- **Required work**: Locate each line in the material below that contains the word "water", and copy those lines out.

- **Supplied information**:
— Begin —

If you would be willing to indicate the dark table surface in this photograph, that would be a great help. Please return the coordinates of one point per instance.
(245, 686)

— End —
— Begin —

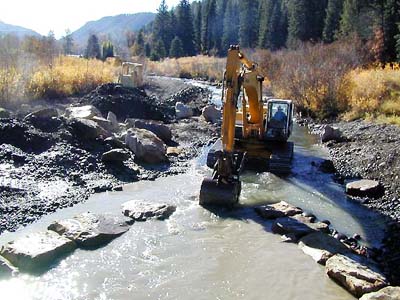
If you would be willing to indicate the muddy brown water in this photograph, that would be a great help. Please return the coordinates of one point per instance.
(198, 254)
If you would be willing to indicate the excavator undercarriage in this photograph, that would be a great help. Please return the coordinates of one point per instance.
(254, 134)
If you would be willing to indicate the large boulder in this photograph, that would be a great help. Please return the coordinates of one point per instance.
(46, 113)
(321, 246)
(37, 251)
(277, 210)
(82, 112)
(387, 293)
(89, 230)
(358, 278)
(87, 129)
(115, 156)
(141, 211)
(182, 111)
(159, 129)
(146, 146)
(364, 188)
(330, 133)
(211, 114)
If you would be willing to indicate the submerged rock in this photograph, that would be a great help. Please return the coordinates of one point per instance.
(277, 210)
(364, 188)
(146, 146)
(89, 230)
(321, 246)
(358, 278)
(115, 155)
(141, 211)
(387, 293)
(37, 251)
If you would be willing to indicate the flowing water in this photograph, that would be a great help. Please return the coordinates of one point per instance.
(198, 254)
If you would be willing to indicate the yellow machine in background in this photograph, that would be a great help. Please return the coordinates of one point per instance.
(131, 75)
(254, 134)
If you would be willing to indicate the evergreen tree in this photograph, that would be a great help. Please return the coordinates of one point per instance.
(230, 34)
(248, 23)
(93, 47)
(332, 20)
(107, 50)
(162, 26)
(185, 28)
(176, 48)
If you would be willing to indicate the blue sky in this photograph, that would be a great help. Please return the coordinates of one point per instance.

— End —
— Begin —

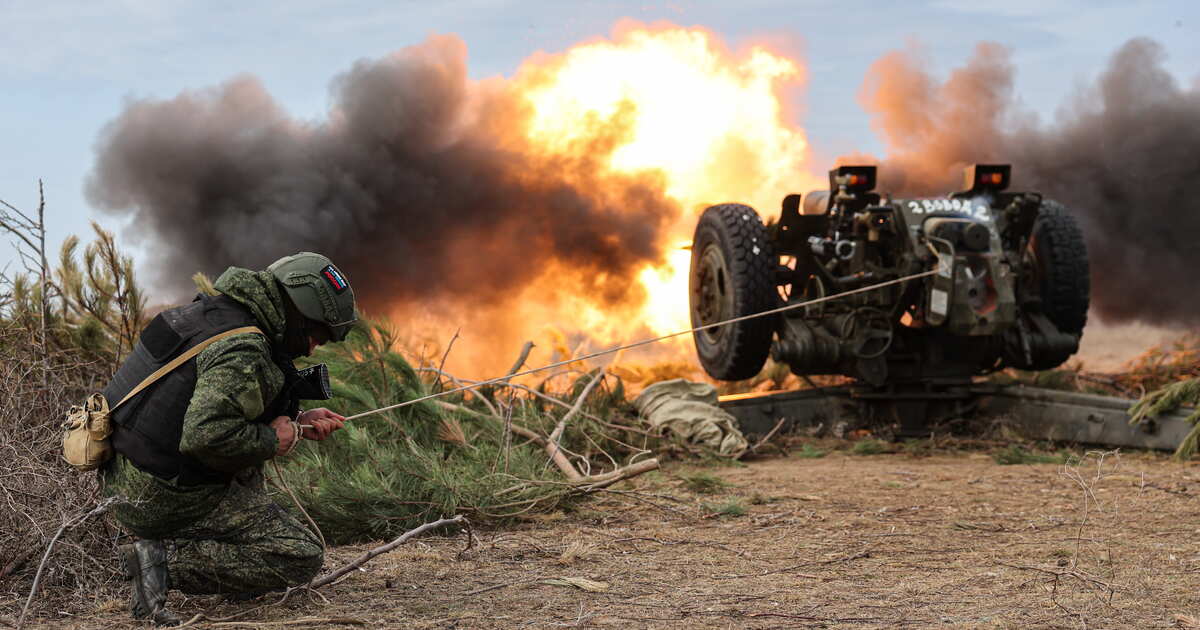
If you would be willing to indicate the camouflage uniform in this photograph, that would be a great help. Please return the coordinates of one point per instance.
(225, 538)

— End —

- **Exercise solution**:
If you would be willing to indicate the muddy brown water in this photograph, that would be a great help. Please return the coordinates of one point per instance.
If you would be willing to indicate the flowing water in this photograph, that would be a great help. Please return the coordinates of one point per instance.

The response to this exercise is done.